Цитируемый фрагмент:

++++++

Роман Гоголев, Нижний Новгород
Антроподицея и теодицея К.Н. Леонтьева...как основополагающие категории его философии истории
Тема Возрождения получает обновлённое звучание в творчестве Леонтьева после его “обращения и жизни на святой Афонской горе”. Ренессанс для мыслителя теперь не только блистательная эпоха, которую привыкли называть Возрождением, но которую точнее назвать эпохой сложного цветения Запада, это “эпоха многообразного и глубокого развития, объединенного в высшем духовном и государственном единстве всего или частей”, это время и высшего напряжения личности, “многообразного гармоничного творчества” [6; 95]. Однако для Леонтьева, как и для человека раннего Возрождения, аморализм, макиавеллизм, “освобождение мысли, презрение к авторитетам, <...> cнятие оков с личности” [178; 366], в отличие, например, от Ницше, было лишь следствием, частным эпизодом более глубокого явления. Именно “многосторонняя сила личности или односторонняя доблесть её” — сущность феномена Возрождения.
Современный философ В.В.Бибихин, исследователь Ренессанса, так прорисовывает образ титана Возрождения: “У ренессансного поэта-философа его слава сверху, coelitus, и его доблесть (virtus) не та, что даётся техникой и навыком. Есть достоинство в том чтобы существо, рождённое для усилия как птица для полёта (петрарковское определение человека), без надмения и нелживо, с открытой простотой разыграло свою собственную роль, драму смертного перед лицом бессмертных”. “Мир дан не ради покоя, а ради предельного усилия”. И поэтому “мужество-доблесть-добротность, virtus, переводимая как добродетель, имеет смысл не "делания добра", а мужества, крайнего напряжения сил, полного развёртывания способностей без уточнения, каких именно и в каких целях, безотносительно к благу-злу в расхожем морализаторском смысле” [74; 25, 485-486] [i].

++++++

Предоставленные записи:

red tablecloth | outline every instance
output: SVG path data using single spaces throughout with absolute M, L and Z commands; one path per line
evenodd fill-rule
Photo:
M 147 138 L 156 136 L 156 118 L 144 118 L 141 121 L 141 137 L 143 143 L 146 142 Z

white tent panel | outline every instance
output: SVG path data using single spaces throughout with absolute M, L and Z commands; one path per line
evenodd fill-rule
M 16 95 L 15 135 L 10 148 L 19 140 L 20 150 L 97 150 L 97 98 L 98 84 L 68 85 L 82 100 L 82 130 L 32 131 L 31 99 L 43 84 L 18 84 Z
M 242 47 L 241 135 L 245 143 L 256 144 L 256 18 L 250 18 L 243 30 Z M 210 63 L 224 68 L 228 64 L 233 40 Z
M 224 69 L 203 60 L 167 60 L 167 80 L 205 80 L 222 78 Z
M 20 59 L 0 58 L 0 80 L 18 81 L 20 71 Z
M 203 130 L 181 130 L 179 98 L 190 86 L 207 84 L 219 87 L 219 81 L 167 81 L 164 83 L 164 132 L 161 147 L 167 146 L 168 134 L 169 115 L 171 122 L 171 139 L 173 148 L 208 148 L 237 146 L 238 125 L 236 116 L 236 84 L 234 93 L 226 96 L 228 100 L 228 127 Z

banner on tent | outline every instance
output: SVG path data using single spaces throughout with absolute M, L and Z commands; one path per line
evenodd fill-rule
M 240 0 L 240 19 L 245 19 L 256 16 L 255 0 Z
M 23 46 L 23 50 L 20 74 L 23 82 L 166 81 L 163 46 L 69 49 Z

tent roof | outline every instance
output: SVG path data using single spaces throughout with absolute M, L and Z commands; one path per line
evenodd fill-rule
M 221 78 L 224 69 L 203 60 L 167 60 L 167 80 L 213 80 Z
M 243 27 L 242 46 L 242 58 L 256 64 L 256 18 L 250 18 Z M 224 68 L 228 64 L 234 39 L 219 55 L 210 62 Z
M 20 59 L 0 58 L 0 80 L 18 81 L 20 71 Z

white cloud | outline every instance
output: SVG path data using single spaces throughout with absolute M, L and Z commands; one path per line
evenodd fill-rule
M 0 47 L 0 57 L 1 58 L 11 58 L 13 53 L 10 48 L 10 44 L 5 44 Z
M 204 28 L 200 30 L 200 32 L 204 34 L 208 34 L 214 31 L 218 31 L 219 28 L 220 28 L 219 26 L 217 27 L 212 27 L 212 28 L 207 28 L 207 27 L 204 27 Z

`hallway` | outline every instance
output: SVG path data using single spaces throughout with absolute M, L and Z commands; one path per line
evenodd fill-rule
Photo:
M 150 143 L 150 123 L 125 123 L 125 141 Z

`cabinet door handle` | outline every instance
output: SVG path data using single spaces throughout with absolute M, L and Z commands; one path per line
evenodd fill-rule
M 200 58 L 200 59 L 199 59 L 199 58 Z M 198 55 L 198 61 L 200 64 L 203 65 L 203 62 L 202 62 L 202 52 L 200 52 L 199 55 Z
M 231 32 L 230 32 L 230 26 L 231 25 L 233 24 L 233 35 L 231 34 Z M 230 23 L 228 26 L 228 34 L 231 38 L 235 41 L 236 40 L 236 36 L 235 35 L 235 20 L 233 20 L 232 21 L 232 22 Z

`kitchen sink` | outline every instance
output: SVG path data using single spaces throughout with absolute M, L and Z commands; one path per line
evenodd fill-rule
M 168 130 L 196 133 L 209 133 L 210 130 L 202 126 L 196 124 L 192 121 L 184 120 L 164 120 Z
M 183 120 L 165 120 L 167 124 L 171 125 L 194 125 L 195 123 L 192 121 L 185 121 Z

++++++

Короткое задание A: Можете слово в слово повторить весь фрагмент о Леонтьеве и Возрождении?
Короткое задание B: Можете представить записи между строками, где есть «white tent panel | outline every instance» и «M 242 47 L 241», включительно как CSV из двух столбцов, «текст» и «ответ»? Нужна одна строка на каждую запись, текст и ответ стоят каждый в своем поле в кавычках, а переносы строк заменены пробелами.

Письменное решение A:
Роман Гоголев, Нижний Новгород
Антроподицея и теодицея К.Н. Леонтьева...как основополагающие категории его философии истории
Тема Возрождения получает обновлённое звучание в творчестве Леонтьева после его “обращения и жизни на святой Афонской горе”. Ренессанс для мыслителя теперь не только блистательная эпоха, которую привыкли называть Возрождением, но которую точнее назвать эпохой сложного цветения Запада, это “эпоха многообразного и глубокого развития, объединенного в высшем духовном и государственном единстве всего или частей”, это время и высшего напряжения личности, “многообразного гармоничного творчества” [6; 95]. Однако для Леонтьева, как и для человека раннего Возрождения, аморализм, макиавеллизм, “освобождение мысли, презрение к авторитетам, <...> cнятие оков с личности” [178; 366], в отличие, например, от Ницше, было лишь следствием, частным эпизодом более глубокого явления. Именно “многосторонняя сила личности или односторонняя доблесть её” — сущность феномена Возрождения.
Современный философ В.В.Бибихин, исследователь Ренессанса, так прорисовывает образ титана Возрождения: “У ренессансного поэта-философа его слава сверху, coelitus, и его доблесть (virtus) не та, что даётся техникой и навыком. Есть достоинство в том чтобы существо, рождённое для усилия как птица для полёта (петрарковское определение человека), без надмения и нелживо, с открытой простотой разыграло свою собственную роль, драму смертного перед лицом бессмертных”. “Мир дан не ради покоя, а ради предельного усилия”. И поэтому “мужество-доблесть-добротность, virtus, переводимая как добродетель, имеет смысл не "делания добра", а мужества, крайнего напряжения сил, полного развёртывания способностей без уточнения, каких именно и в каких целях, безотносительно к благу-злу в расхожем морализаторском смысле” [74; 25, 485-486] [i].

Письменное решение B:
текст,ответ
"white tent panel | outline every instance output: SVG path data using single spaces throughout with absolute M, L and Z commands; one path per line evenodd fill-rule","M 16 95 L 15 135 L 10 148 L 19 140 L 20 150 L 97 150 L 97 98 L 98 84 L 68 85 L 82 100 L 82 130 L 32 131 L 31 99 L 43 84 L 18 84 Z M 242 47 L 241 135 L 245 143 L 256 144 L 256 18 L 250 18 L 243 30 Z M 210 63 L 224 68 L 228 64 L 233 40 Z"